Problem:
Repeat exactly each line of the data provided below.

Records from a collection
──────────

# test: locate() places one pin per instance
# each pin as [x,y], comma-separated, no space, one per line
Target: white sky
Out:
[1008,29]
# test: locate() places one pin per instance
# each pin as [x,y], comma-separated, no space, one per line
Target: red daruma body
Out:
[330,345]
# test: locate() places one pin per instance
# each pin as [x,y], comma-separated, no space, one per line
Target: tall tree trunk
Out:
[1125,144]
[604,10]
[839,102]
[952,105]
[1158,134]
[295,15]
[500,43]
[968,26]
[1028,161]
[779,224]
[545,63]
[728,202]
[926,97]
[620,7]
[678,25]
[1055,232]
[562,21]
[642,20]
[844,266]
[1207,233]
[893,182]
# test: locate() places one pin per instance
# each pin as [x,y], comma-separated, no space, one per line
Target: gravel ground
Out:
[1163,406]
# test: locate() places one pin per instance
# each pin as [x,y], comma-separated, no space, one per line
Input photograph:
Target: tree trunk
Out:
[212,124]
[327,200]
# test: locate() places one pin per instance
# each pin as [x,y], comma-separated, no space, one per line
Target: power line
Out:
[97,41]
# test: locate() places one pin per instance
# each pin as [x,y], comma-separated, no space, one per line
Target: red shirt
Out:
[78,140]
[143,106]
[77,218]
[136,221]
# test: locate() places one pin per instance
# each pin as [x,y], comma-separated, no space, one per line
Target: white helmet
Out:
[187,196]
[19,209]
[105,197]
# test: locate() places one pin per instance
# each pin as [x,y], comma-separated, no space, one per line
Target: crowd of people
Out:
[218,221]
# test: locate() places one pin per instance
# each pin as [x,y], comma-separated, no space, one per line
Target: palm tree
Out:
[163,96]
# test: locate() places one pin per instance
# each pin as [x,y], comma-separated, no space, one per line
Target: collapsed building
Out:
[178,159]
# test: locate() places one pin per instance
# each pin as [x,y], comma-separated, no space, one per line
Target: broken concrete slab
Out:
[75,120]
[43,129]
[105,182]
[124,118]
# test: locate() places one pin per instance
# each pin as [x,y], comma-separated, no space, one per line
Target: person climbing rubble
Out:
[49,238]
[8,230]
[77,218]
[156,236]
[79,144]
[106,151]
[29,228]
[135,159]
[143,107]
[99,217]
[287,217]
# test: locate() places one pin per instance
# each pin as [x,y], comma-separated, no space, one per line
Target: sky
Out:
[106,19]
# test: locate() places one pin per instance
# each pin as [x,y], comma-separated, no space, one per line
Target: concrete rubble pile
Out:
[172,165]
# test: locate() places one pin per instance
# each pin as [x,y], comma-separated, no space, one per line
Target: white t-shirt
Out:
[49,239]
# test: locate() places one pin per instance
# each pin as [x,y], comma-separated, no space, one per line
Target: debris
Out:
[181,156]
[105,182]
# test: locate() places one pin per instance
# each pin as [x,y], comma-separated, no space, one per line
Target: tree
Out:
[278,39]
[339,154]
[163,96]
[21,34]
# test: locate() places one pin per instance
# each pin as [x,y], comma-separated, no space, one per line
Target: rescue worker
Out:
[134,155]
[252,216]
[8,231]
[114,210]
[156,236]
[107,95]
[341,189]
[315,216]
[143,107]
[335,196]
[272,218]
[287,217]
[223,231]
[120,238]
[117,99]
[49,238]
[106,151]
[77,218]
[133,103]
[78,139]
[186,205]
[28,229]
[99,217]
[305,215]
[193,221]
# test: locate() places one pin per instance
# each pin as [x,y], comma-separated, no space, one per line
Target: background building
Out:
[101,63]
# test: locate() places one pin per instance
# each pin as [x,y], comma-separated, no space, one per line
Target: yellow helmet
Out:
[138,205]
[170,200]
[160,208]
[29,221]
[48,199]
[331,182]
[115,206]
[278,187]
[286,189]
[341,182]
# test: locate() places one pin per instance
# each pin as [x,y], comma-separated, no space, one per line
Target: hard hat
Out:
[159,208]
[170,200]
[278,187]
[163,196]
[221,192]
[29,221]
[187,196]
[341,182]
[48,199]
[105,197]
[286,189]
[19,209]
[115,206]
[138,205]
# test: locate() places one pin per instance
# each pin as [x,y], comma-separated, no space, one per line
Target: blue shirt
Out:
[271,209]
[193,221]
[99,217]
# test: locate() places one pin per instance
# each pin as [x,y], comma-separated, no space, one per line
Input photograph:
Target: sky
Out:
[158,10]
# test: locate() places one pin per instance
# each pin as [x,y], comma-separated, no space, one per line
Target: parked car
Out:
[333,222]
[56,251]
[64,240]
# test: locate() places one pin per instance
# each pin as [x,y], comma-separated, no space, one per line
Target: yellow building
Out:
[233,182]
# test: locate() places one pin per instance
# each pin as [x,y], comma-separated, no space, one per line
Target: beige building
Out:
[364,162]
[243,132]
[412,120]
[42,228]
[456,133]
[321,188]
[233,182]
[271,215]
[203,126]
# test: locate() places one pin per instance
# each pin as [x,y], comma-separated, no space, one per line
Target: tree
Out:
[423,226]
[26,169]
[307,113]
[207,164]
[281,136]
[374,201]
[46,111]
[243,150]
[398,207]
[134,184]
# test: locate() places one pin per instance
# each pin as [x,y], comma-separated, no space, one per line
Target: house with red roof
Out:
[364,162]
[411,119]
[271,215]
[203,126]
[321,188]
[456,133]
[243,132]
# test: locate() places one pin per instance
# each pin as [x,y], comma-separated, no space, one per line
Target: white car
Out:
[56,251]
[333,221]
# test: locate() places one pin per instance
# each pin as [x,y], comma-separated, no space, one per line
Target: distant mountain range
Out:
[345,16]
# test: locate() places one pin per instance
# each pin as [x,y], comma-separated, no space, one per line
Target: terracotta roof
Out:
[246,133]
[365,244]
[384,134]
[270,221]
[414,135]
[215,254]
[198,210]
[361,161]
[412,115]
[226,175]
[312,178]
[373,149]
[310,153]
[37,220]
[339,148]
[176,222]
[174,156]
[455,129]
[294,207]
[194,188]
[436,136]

──────────

Complete response:
# test: locate() places one pin per instance
# each pin as [x,y], comma-separated, no space, one per line
Target: white sky
Out:
[1008,29]
# test: locate() places one pin per instance
# each pin as [x,y], comma-separated, no space, one per line
Target: red daruma body
Out:
[330,345]
# test: locate() places one pin per instance
# each pin as [x,y], comma-separated, no space, one per line
Target: tall tree trunk
Out:
[1125,144]
[604,10]
[839,102]
[952,105]
[1158,134]
[295,15]
[500,43]
[968,26]
[1028,161]
[779,224]
[545,63]
[728,202]
[926,97]
[620,7]
[678,25]
[1055,232]
[562,21]
[642,20]
[844,266]
[1207,233]
[893,182]
# test: locate() places one pin per instance
# each pin as [x,y], comma-separated, no space, one per line
Target: gravel ground
Out:
[1163,406]
# test: locate() places one pin per instance
# each pin as [x,y], comma-separated, no space, one per line
Input photograph:
Target: tree trunk
Out:
[212,124]
[327,200]
# test: locate() places one pin per instance
# each pin as [x,y], comma-separated, no space, one per line
Target: power line
Out:
[97,41]
# test: locate() places one pin per instance
# each pin as [x,y], comma-separated, no space, one per line
Target: red shirt
Out:
[78,140]
[143,106]
[77,218]
[136,221]
# test: locate() places one pin per instance
# each pin as [x,y], comma-separated, no space, one per line
Target: white helmet
Out:
[187,196]
[19,209]
[105,197]
# test: locate() places one pin per instance
# each pin as [x,y], comma-separated, no space, one per line
Target: crowd of people
Out:
[218,221]
# test: locate() places one pin per instance
# each pin as [x,y], comma-separated, no space, one per line
Target: palm tree
Out:
[163,96]
# test: locate() places one pin per instance
# each pin as [x,y], comma-separated, no space, one per line
Target: collapsed building
Out:
[178,159]
# test: locate() places one pin per instance
# each pin as [x,y], comma-separated, no space, one per line
Target: broken concrete slab
Out:
[75,120]
[43,129]
[105,182]
[124,118]
# test: locate() places one pin per instance
# each pin as [x,y], comma-separated, no space, one per line
Target: person climbing rubble
Out:
[49,238]
[8,230]
[77,218]
[156,236]
[79,144]
[106,151]
[29,228]
[135,159]
[143,107]
[99,217]
[287,217]
# test: locate() places one pin per instance
# each pin as [x,y], comma-separated, no space, one per line
Target: sky
Out:
[106,19]
# test: locate() places one pin per instance
# each pin as [x,y], comma-separated, no space, one per line
Target: concrete rubble pile
Out:
[172,165]
# test: locate() places one pin per instance
# each pin as [x,y], comma-separated, no space, one per line
Target: white t-shirt
Out:
[49,239]
# test: locate() places one pin per instance
# each pin as [x,y], comma-separated, no space, one per line
Target: debris
Out:
[181,156]
[105,182]
# test: locate() places one pin per instance
# each pin as [x,y], comma-separated, no space, one per line
Target: tree
Out:
[278,39]
[339,154]
[163,96]
[21,34]
# test: locate() places one pin per instance
# each pin as [x,y], comma-separated, no space, one per line
Target: rescue worker
Out:
[134,155]
[252,216]
[8,231]
[114,210]
[156,236]
[107,95]
[341,189]
[315,216]
[143,107]
[335,196]
[272,218]
[287,217]
[223,231]
[120,238]
[117,99]
[49,238]
[106,151]
[77,218]
[133,103]
[78,139]
[186,205]
[28,229]
[99,217]
[305,215]
[193,221]
# test: locate() places one pin per instance
# each pin as [x,y], comma-separated, no space, one per line
Target: background building
Out:
[101,63]
# test: locate() places one pin per instance
# each pin as [x,y], comma-separated, no space, one per line
Target: yellow helmet
Out:
[138,205]
[170,200]
[160,208]
[29,221]
[48,199]
[331,182]
[115,206]
[278,187]
[286,189]
[341,182]
# test: locate() places one pin per instance
# each pin as [x,y], comma-separated, no space, one per line
Target: hard hat
Out:
[159,208]
[170,200]
[278,187]
[163,196]
[221,192]
[29,221]
[187,196]
[341,182]
[48,199]
[105,197]
[286,189]
[19,209]
[115,206]
[138,205]
# test: locate() places one pin per instance
# each pin as [x,y], comma-separated, no space, one per line
Target: blue shirt
Out:
[271,209]
[193,221]
[99,217]
# test: locate() places one pin per instance
# each pin as [x,y], comma-separated, no space, one per line
Input photograph:
Target: sky
Out:
[158,10]
# test: locate() places one pin per instance
# each pin as [x,y], comma-separated, no space, one per line
Target: parked car
Out:
[333,222]
[56,251]
[64,240]
# test: locate() places one pin per instance
# each pin as [x,y], comma-separated, no space, one per line
Target: yellow building
Out:
[233,182]
# test: locate() places one pin per instance
# each pin as [x,y], comma-separated, no space, one per line
Target: beige building
Out:
[364,162]
[243,132]
[412,120]
[42,228]
[456,133]
[321,188]
[233,182]
[271,215]
[203,126]
# test: locate() places one pin per instance
# each pin as [x,y], comma-separated, no space, one per line
Target: tree
Out:
[423,226]
[26,169]
[307,113]
[207,164]
[281,136]
[374,201]
[46,111]
[243,150]
[398,207]
[134,184]
# test: locate() places one pin per instance
# each pin as [x,y], comma-separated, no space, one per line
Target: house with red roof
Out:
[364,162]
[411,119]
[271,215]
[203,126]
[321,188]
[456,133]
[243,132]
# test: locate() places one pin per instance
# each pin as [x,y], comma-separated, no space, one per line
Target: white car
Out:
[56,251]
[333,221]
# test: locate() places one pin per instance
# each pin as [x,y], comma-separated, no space, one per line
Target: distant mountain range
Out:
[345,16]
# test: locate() places one pin per instance
# each pin as [x,y], comma-separated, no space, one per line
Target: terracotta roof
Out:
[246,133]
[365,244]
[384,134]
[270,221]
[414,135]
[215,254]
[198,210]
[361,161]
[412,115]
[226,175]
[312,178]
[373,149]
[310,153]
[37,220]
[339,148]
[176,222]
[174,156]
[455,129]
[294,207]
[194,188]
[436,136]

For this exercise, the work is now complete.